## [Records for processing]
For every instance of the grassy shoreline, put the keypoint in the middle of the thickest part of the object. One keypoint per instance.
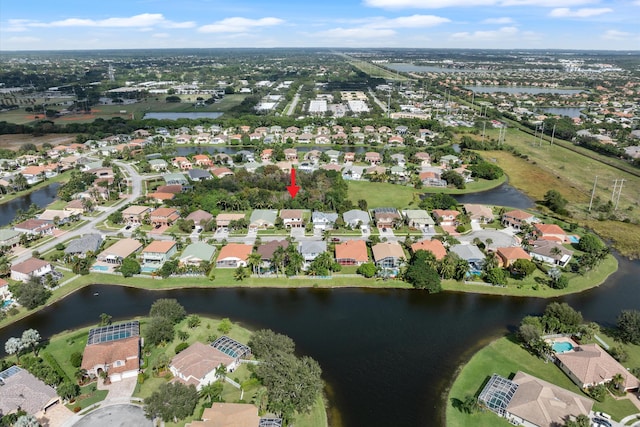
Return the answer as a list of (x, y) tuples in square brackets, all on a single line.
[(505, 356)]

--

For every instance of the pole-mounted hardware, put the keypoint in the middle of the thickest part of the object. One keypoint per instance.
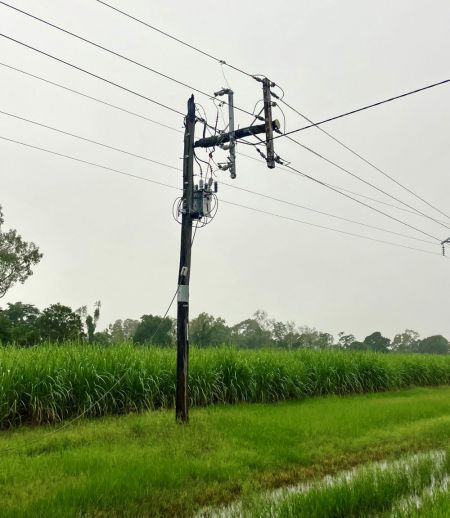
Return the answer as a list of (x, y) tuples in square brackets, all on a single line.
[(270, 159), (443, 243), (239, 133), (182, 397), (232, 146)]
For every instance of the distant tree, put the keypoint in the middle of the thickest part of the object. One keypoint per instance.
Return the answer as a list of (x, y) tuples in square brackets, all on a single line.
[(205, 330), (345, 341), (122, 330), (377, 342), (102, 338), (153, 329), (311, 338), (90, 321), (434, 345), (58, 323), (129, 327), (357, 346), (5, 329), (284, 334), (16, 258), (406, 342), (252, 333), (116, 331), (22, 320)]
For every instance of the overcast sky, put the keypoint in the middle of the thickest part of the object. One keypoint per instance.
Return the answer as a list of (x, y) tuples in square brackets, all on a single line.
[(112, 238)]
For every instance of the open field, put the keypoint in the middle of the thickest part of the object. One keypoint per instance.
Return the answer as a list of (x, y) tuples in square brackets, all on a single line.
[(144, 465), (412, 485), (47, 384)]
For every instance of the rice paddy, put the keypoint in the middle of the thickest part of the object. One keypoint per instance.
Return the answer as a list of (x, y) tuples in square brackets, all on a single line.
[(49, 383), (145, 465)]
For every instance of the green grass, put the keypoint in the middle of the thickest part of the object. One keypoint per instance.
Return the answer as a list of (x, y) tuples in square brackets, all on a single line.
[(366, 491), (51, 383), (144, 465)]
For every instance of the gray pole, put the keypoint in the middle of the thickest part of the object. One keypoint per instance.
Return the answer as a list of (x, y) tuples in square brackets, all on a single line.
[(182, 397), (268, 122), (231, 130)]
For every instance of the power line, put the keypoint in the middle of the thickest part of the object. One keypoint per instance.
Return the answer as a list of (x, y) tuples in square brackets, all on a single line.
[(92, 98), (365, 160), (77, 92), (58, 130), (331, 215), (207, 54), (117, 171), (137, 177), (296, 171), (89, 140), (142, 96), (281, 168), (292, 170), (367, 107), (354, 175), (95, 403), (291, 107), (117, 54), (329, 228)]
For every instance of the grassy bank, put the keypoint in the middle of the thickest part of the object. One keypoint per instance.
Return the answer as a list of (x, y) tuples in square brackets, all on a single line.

## [Your task]
Only the lines holding the word "pole" belong in the answer; copy them from the listing above.

## [Solution for this task]
For every instance of the pole-mounted hardware, put the keypoint in the middle of the thickest part of the object. One keypoint per instance.
For every instance of the gray pole, put the keypoint in the middle of the thickest part of the object. One keypoint per instance.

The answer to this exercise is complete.